§ Problems and tasks
1. In the Genting Malaysia article, what was the revenue for the six months to 30 June?
2. Quote the Genting Malaysia article word for word, starting with "Genting said that" and going on through "the second half.".

§ Passage to read
┌────────

Genting Malaysia slips to MYR1.4bn loss in first half

| By contenteditor
The Genting Malaysia division of conglomerate Genting Group has posted a loss of MYR1.4bn (£371.0m/€416.8m/$499.9m) for the first half of the year, due to the temporary closure of its leisure and hospitality facilities as a result of the novel coronavirus (Covid-19) pandemic.

The Genting Malaysia division of conglomerate Genting Group has posted a loss of MYR1.4bn (£371.0m/€416.8m/$499.9m) for the first half of the year, due to the temporary closure of its leisure and hospitality facilities as a result of the novel coronavirus (Covid-19) pandemic.

Revenue in the six months to 30 June amounted to MYR2.1bn, which was 61.2% lower than MYR5.34bn in the corresponding period last year.

Genting said that it saw a 64.3% drop in revenue from its leisure and hospitality facilities in Malaysia, with the closure of sites due to Covid-19 pushing revenue down to MYR1.31bn.

In line with Malaysian government orders, Genting closes all of its sites in the country on 18 March, and did not resume operations until 19 June. However, all of its locations in Malaysia continue to run at a reduced capacity, with Genting saying this is likely to impact its performance in the second half.

└────────

§ Supplied entries
┌────────

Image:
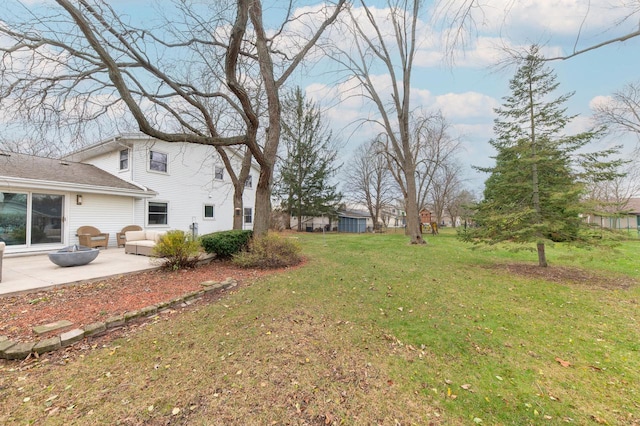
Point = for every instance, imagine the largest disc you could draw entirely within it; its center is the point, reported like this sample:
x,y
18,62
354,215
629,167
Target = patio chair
x,y
2,245
121,238
90,236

└────────

§ Results by task
1. MYR2.1bn

2.
Genting said that it saw a 64.3% drop in revenue from its leisure and hospitality facilities in Malaysia, with the closure of sites due to Covid-19 pushing revenue down to MYR1.31bn.

In line with Malaysian government orders, Genting closes all of its sites in the country on 18 March, and did not resume operations until 19 June. However, all of its locations in Malaysia continue to run at a reduced capacity, with Genting saying this is likely to impact its performance in the second half.